REQUIREMENTS — Identify every line in the listing below that contains the word "steel", and copy each of those lines in full.

■ ■ ■ ■

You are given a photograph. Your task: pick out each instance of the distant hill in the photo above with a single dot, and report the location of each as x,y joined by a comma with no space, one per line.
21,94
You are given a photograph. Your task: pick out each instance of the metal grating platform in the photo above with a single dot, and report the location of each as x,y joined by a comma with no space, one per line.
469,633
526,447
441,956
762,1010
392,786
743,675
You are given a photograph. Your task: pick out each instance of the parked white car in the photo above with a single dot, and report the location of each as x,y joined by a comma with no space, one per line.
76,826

■ ■ ■ ■

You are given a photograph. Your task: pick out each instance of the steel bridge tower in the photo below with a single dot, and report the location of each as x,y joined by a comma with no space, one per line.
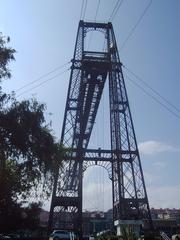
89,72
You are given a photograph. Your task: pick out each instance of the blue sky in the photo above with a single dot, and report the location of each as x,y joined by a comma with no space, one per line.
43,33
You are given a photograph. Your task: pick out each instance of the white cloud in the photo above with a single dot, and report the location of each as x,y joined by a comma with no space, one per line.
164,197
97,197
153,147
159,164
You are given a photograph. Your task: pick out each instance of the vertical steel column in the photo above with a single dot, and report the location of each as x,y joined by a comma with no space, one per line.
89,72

■ ■ ■ ■

EXERCISE RESPONSE —
You are given a photograph. Your task: pick out each instance of the steel bridge tower in the photo below with a single dot, and report the location of each as x,y joined by a comma with no space, one per line.
You are given a photograph. Your task: pick out each instance of the vertical steel column in the photo above with a single dot, and report the location of each as x,y joined by a comma with no space, one per line.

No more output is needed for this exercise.